Provided entries:
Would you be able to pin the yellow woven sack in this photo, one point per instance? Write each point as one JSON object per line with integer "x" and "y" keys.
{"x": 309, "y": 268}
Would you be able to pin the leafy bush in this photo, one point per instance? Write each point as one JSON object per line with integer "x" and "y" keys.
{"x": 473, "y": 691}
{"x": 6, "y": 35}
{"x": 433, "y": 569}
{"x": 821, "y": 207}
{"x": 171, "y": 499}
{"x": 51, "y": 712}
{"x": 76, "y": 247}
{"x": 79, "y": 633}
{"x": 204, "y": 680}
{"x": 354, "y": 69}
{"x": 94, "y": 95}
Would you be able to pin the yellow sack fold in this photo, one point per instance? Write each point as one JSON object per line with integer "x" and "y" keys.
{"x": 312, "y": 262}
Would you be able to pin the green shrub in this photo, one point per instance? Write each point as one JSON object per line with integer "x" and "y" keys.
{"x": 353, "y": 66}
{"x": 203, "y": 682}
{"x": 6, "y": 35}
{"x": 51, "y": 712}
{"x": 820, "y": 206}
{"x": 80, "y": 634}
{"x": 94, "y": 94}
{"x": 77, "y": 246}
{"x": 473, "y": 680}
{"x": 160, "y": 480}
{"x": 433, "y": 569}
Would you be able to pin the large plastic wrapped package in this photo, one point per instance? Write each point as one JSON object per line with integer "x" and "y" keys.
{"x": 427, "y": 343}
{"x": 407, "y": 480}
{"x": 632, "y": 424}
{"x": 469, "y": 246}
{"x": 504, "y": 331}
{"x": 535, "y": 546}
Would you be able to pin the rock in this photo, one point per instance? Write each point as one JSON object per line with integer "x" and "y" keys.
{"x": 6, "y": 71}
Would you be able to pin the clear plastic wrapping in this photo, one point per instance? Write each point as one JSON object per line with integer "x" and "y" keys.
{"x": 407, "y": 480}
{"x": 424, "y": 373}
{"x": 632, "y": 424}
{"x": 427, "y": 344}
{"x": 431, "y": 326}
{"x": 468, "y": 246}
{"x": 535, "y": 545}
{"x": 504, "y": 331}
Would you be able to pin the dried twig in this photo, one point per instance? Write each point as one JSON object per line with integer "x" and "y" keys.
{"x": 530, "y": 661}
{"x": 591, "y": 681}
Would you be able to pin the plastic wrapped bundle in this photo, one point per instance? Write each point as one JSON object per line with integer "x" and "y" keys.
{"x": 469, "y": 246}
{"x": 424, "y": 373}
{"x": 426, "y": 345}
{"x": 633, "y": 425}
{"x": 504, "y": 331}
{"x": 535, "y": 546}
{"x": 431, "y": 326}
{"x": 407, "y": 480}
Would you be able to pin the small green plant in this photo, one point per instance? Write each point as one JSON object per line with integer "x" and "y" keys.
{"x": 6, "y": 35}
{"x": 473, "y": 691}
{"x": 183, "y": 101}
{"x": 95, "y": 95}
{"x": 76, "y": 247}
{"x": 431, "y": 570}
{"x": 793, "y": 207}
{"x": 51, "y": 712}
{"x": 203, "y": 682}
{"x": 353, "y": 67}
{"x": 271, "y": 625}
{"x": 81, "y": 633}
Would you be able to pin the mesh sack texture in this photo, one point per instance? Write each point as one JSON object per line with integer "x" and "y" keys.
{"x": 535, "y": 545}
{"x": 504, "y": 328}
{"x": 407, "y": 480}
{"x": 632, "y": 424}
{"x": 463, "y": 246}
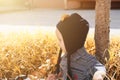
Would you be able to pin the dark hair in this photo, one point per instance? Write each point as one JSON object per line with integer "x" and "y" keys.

* * *

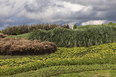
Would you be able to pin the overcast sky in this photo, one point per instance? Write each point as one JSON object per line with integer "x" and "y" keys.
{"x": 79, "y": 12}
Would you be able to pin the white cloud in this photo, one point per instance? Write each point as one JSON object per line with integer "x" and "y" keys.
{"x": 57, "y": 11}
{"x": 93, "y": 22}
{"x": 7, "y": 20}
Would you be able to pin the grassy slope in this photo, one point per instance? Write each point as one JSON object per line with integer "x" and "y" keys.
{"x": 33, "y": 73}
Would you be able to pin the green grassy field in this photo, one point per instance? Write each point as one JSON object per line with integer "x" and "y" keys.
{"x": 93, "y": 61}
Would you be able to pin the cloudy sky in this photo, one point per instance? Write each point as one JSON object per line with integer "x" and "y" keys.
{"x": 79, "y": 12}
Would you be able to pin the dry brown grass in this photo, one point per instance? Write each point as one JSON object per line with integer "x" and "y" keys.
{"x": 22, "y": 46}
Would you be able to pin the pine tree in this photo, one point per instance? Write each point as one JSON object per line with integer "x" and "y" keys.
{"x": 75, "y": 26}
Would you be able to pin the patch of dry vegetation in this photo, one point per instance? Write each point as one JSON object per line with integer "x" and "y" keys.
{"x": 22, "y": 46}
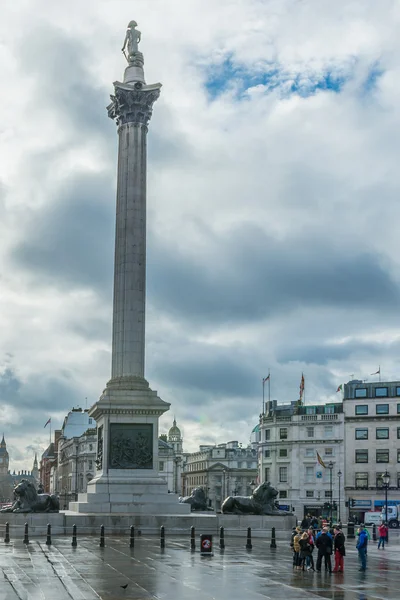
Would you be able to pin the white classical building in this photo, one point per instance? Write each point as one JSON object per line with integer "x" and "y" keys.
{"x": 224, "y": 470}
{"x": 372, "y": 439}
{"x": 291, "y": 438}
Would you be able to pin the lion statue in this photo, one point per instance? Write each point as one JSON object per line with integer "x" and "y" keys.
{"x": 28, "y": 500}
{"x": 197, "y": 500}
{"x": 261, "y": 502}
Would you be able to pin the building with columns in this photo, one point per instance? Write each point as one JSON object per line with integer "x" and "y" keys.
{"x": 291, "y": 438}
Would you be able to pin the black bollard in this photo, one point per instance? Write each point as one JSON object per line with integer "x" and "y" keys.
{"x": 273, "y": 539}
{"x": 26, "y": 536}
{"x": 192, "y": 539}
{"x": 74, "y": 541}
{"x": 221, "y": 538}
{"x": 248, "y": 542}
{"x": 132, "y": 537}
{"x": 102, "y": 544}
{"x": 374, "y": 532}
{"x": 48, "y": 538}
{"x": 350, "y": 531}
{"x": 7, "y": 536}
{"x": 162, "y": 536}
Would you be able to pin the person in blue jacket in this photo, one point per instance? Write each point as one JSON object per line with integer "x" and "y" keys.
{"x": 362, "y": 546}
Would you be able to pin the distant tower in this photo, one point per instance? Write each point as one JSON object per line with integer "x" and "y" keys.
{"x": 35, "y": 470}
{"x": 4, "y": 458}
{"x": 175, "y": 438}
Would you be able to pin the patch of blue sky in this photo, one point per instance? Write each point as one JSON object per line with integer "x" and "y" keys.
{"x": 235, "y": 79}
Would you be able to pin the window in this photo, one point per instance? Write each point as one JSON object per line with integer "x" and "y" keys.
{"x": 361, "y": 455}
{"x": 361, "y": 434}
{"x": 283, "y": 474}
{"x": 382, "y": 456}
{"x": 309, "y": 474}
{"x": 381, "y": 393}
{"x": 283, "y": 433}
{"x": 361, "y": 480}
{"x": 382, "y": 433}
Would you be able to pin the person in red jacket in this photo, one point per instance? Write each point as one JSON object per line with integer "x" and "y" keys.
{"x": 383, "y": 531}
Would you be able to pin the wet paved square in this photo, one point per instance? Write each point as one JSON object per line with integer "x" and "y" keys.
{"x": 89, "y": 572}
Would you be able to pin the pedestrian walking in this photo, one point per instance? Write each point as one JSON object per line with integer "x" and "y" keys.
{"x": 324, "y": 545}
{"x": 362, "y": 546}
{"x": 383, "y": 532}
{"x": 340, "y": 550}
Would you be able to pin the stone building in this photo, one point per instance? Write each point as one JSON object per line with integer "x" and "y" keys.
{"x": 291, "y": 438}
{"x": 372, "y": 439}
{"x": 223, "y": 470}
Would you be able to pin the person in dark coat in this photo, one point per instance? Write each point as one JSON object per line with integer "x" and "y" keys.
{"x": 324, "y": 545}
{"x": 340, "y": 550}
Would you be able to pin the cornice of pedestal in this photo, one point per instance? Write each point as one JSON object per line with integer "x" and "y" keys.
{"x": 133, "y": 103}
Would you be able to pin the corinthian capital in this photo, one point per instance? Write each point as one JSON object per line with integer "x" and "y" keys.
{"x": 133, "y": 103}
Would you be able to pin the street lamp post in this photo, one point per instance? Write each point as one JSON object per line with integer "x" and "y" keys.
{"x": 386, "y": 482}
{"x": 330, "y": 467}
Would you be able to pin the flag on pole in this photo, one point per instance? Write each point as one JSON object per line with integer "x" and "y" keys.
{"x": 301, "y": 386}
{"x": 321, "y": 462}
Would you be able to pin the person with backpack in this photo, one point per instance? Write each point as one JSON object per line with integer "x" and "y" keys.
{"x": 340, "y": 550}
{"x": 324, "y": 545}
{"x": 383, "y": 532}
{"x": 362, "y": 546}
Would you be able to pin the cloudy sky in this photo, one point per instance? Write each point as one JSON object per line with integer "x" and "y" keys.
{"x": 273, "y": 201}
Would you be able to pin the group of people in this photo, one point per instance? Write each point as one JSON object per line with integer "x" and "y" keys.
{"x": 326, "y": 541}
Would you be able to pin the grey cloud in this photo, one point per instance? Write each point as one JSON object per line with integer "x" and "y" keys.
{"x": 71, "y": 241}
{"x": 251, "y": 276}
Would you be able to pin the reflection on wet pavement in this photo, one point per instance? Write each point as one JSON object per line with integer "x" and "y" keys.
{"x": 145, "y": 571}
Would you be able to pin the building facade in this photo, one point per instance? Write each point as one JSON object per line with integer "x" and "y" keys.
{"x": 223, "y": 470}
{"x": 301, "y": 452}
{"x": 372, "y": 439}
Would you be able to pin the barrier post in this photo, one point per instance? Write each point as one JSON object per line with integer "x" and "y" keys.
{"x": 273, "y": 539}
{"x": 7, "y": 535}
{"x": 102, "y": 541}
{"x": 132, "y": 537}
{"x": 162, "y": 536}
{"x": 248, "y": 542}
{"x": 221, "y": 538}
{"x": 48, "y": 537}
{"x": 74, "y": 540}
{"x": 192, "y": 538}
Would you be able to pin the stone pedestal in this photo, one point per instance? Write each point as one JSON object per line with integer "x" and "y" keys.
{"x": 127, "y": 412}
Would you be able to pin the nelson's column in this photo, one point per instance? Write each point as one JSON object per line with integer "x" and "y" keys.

==

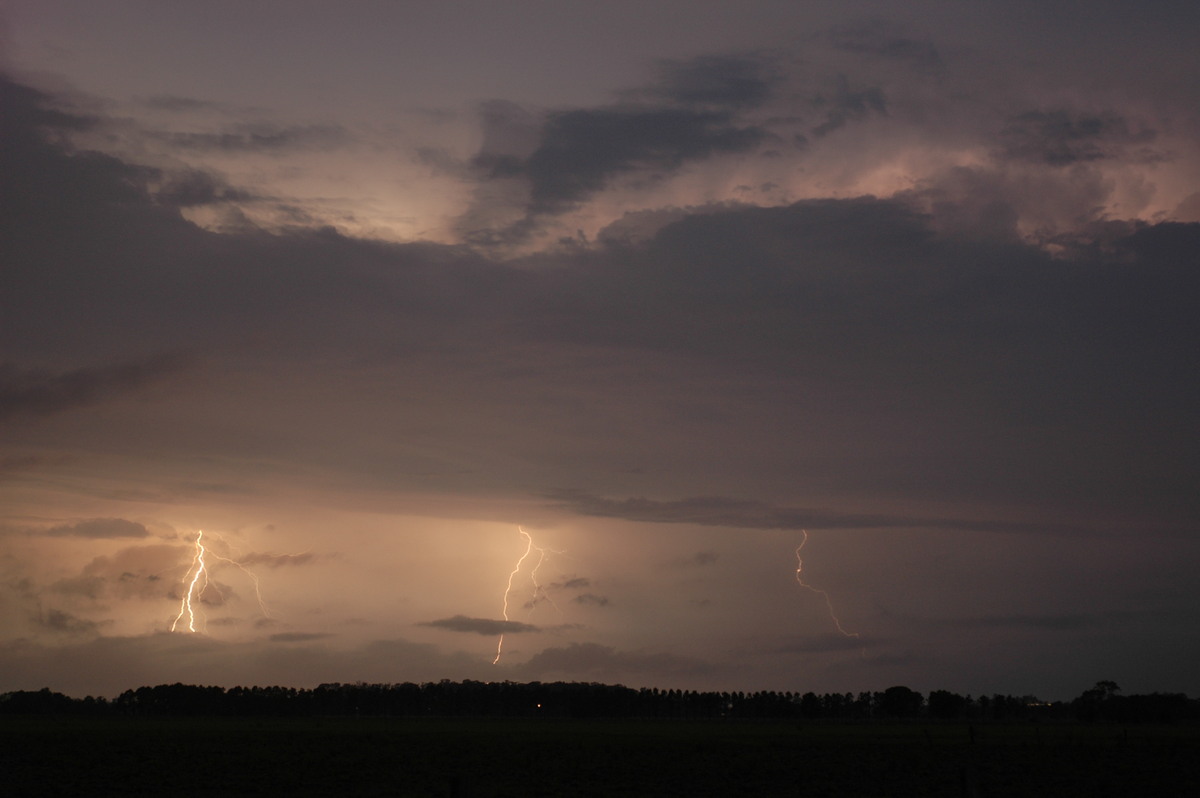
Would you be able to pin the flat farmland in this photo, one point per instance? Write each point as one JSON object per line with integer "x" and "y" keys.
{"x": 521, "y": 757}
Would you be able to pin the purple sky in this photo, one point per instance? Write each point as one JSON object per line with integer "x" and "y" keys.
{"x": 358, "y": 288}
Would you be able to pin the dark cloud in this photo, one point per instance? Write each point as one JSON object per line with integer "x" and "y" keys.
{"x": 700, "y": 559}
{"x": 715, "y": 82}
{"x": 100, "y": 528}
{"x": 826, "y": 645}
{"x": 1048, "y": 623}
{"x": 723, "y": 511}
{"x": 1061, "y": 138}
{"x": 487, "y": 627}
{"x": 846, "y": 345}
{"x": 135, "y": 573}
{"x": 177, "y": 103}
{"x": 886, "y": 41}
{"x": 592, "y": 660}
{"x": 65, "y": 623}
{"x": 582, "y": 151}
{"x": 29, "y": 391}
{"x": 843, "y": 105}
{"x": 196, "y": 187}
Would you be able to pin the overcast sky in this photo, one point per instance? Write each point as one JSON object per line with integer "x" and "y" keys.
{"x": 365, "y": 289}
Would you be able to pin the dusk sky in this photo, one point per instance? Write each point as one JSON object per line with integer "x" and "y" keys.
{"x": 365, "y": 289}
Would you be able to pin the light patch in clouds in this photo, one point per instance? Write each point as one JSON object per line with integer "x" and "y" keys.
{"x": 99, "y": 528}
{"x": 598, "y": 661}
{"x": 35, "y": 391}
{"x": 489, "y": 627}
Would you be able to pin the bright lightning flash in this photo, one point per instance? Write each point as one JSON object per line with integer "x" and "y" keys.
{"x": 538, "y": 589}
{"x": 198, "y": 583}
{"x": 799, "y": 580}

What this task involves: From the entries above, give again exactly the lines running from the line with "Would you be able to pin the stone pedestal" to the line with "Would you be able to pin the nelson's"; include both of those lines.

Solution to the exercise:
Would you be able to pin the stone pedestal in this photo, one point per instance? Write each point as one JSON object per line with integer "x" and "y" keys.
{"x": 127, "y": 412}
Would you be able to pin the nelson's column in this photo, one point per instance? Write each point as one JSON object per line with integer "x" and "y" keys.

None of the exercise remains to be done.